• _EXERCISE GOAL_
The records come next. Copy all of them exactly.

• _EXERCISE INPUT_
BEGIN
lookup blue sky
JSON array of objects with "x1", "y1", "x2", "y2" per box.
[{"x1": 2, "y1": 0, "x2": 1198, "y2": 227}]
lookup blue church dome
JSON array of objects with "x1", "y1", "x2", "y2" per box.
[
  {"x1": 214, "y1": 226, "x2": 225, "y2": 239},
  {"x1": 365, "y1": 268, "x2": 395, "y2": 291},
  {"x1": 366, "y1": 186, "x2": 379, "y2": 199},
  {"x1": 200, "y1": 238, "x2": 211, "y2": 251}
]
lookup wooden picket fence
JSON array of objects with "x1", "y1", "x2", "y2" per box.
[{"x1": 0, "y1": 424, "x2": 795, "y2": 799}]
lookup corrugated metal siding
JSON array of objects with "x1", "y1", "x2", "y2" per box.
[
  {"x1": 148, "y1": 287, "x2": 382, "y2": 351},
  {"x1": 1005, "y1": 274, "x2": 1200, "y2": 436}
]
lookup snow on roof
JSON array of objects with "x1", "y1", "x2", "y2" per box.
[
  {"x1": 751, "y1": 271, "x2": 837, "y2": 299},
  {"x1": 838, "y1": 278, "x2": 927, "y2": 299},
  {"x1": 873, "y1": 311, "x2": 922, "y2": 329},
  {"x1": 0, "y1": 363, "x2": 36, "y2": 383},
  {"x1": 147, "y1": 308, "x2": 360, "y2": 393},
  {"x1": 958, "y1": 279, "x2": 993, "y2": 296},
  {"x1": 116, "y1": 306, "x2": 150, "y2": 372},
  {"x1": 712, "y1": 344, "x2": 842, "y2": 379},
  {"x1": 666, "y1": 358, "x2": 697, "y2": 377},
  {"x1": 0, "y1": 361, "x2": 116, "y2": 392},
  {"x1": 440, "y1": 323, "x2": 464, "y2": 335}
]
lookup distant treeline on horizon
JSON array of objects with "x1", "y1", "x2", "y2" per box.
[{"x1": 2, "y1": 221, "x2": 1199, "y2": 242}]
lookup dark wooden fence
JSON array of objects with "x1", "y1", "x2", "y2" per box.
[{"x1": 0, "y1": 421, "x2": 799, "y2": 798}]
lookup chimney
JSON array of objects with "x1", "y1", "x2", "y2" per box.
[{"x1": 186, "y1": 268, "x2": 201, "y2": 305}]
END
• _OUTPUT BELOW_
lookup blue sky
JSON array of objects with "x1", "y1", "x2", "y2" per box.
[{"x1": 2, "y1": 0, "x2": 1198, "y2": 227}]
lookup blue church dome
JSON array of objects with "x1", "y1", "x2", "y2" per box.
[
  {"x1": 214, "y1": 226, "x2": 225, "y2": 239},
  {"x1": 365, "y1": 268, "x2": 395, "y2": 291},
  {"x1": 366, "y1": 186, "x2": 379, "y2": 199},
  {"x1": 200, "y1": 238, "x2": 211, "y2": 251}
]
lookup wooden picket fence
JSON array of objects with "x1", "y1", "x2", "y2" per box.
[{"x1": 0, "y1": 424, "x2": 795, "y2": 799}]
lookup corrugated metal siding
JSON array of objects with "x1", "y1", "x2", "y2" per box.
[
  {"x1": 148, "y1": 287, "x2": 382, "y2": 351},
  {"x1": 1005, "y1": 274, "x2": 1200, "y2": 436}
]
lookup snow on roof
JSON array of objects with "x1", "y1", "x2", "y2" per box.
[
  {"x1": 751, "y1": 271, "x2": 837, "y2": 299},
  {"x1": 838, "y1": 278, "x2": 927, "y2": 299},
  {"x1": 873, "y1": 311, "x2": 922, "y2": 329},
  {"x1": 0, "y1": 363, "x2": 36, "y2": 383},
  {"x1": 147, "y1": 308, "x2": 360, "y2": 393},
  {"x1": 958, "y1": 279, "x2": 993, "y2": 296},
  {"x1": 116, "y1": 306, "x2": 150, "y2": 372},
  {"x1": 712, "y1": 344, "x2": 842, "y2": 379},
  {"x1": 666, "y1": 358, "x2": 697, "y2": 377},
  {"x1": 0, "y1": 361, "x2": 116, "y2": 392},
  {"x1": 440, "y1": 323, "x2": 464, "y2": 335}
]
lookup distant treeline on horizon
JSON array of objects with "x1", "y1", "x2", "y2" per box.
[{"x1": 2, "y1": 221, "x2": 1199, "y2": 242}]
lookup dark wooden fence
JSON array of objects with "x1", "y1", "x2", "y2" per box.
[{"x1": 0, "y1": 421, "x2": 799, "y2": 798}]
lookup chimney
JSON array of objects with "x1", "y1", "x2", "y2" per box.
[{"x1": 186, "y1": 268, "x2": 201, "y2": 305}]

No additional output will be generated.